::: SEITENAUSZUG

Die Rolle der Beobachtungssätze in W. V. Quines "Wort und Gegenstand"


Seminararbeit, 2000

18 Seiten, Note: 1,3


Leseprobe


Inhaltsverzeichnis

1. Einleitung

2. Die Protokollsatzdebatte des Wiener Kreises
2.1 Philosophisches Ziel des Wiener Kreises
2.2 Protokollsätze bei Carnap
2.3 Protokollsätze bei Neurath

3. Die Rolle der Beobachtungssätze in Quines Wort und Gegenstand
3.1 „Die Kunstfertigkeit der Sprache ist etwas Gesellschaftliches“
3.2 Reiz und Reizbedeutung
3.3 Von Beobachtungs- und anderen Sätzen
3.4 Die Zusatzinformation
3.5 „Observation sentences are the gateway to language, as to science.“

4. Ausblick

Literaturverzeichnis

1. Einleitung

In der vorliegenden Arbeit geht es um die Rolle der Beobachtungssätze in Willard van Orman Quines Wort und Gegenstand. Es soll gezeigt werden, worin sich Beobachtungssätze auszeichnen und sich von anderen Sätzen unterscheiden. Im größeren Rahmen soll zudem noch dargelegt werden, welche Funktion Beobachtungssätze in Quines Erkenntnistheorie einnehmen und welche Probleme und Fragen sie aufwerfen.

Mit seiner Einführung der Beobachtungssätze als Schlüssel zu der Frage, wie Theorien zu ihrer Bedeutung gelangen, knüpft Quine an die Protokollsatzdebatte an, die in der ersten Hälfte des letzten Jahrhunderts innerhalb des Wiener Kreises geführt wurde. Schon damals konnte keine endgültige Einigung zwischen den Diskussionsteilnehmern erzielt werden.

Doch die einzigartige Position der Protokollsätze zwischen der äußeren Wirklichkeit und der Sprache lassen Quine diesen Gedanken weiterführen. Allerdings sieht auch er sich bei einer Definition der Beobachtungssätze vor verschiedene Probleme gestellt, die sein Vorhaben infrage stellen.

Im folgenden Kapitel soll zunächst auf die Protokollsatzdebatte des Wiener Kreises eingegangen werden. Dabei beschränkt sich die Darlegung auf die Positionen Carnaps und Neuraths, da sie für das Verständnis von Quines Beobachtungssätzen die maßgeblichen sind.

::::::
::: EXTRAHIERTE ZEILEN

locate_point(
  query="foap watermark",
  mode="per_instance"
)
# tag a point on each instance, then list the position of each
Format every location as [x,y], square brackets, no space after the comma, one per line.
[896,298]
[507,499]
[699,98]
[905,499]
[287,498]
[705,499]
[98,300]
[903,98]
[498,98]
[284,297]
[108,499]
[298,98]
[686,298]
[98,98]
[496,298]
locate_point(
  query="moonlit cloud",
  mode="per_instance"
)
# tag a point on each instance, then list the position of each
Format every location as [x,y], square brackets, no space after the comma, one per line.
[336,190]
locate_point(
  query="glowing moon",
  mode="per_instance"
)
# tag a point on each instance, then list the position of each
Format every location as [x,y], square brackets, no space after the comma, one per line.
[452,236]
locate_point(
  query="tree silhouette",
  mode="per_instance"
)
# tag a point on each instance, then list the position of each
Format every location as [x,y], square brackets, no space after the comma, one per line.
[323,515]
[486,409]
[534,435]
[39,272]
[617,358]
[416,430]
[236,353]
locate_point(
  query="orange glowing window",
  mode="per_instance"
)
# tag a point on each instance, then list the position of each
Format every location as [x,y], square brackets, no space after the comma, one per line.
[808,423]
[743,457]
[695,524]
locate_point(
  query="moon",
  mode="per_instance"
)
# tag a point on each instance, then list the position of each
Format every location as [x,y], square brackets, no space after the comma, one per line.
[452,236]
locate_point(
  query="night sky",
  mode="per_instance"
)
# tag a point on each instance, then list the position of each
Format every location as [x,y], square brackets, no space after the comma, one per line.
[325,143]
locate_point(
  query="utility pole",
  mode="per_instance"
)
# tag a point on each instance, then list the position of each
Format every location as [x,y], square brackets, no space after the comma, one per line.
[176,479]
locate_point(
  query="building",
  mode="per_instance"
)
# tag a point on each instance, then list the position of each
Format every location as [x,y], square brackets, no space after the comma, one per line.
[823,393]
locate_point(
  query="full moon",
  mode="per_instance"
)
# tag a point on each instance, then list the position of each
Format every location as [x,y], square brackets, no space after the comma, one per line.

::::::

§ **AUFGABE 1**
Gib bitte alles von "Mit seiner Einführung" bis hinunter zu "die maßgeblichen sind." aus der Seminararbeit über Quines Beobachtungssätze erneut wieder. Benenne dabei "Protokollsatzdebatte" in "Protokollsatzdiskussion" um.
§ **AUFGABE 2**
Auf wessen Positionen beschränkt die Seminararbeit über Quines Beobachtungssätze ihre Darlegung der Protokollsatzdebatte?
§ **AUFGABE 3**
Fasse die Seminararbeit über Quines Beobachtungssätze in zwei Sätzen zusammen.

§ **ANTWORT 1**
Mit seiner Einführung der Beobachtungssätze als Schlüssel zu der Frage, wie Theorien zu ihrer Bedeutung gelangen, knüpft Quine an die Protokollsatzdiskussion an, die in der ersten Hälfte des letzten Jahrhunderts innerhalb des Wiener Kreises geführt wurde. Schon damals konnte keine endgültige Einigung zwischen den Diskussionsteilnehmern erzielt werden.

Doch die einzigartige Position der Protokollsätze zwischen der äußeren Wirklichkeit und der Sprache lassen Quine diesen Gedanken weiterführen. Allerdings sieht auch er sich bei einer Definition der Beobachtungssätze vor verschiedene Probleme gestellt, die sein Vorhaben infrage stellen.

Im folgenden Kapitel soll zunächst auf die Protokollsatzdiskussion des Wiener Kreises eingegangen werden. Dabei beschränkt sich die Darlegung auf die Positionen Carnaps und Neuraths, da sie für das Verständnis von Quines Beobachtungssätzen die maßgeblichen sind.

§ **ANTWORT 2**
Auf die Positionen Carnaps und Neuraths.

§ **ANTWORT 3**
Die Seminararbeit untersucht, wodurch sich Beobachtungssätze in Quines „Wort und Gegenstand“ auszeichnen, welche Funktion sie in seiner Erkenntnistheorie einnehmen und welche Probleme sie aufwerfen. Quine knüpft damit an die Protokollsatzdebatte des Wiener Kreises an, die ohne endgültige Einigung blieb, und die Arbeit geht zunächst auf die dafür maßgeblichen Positionen Carnaps und Neuraths ein.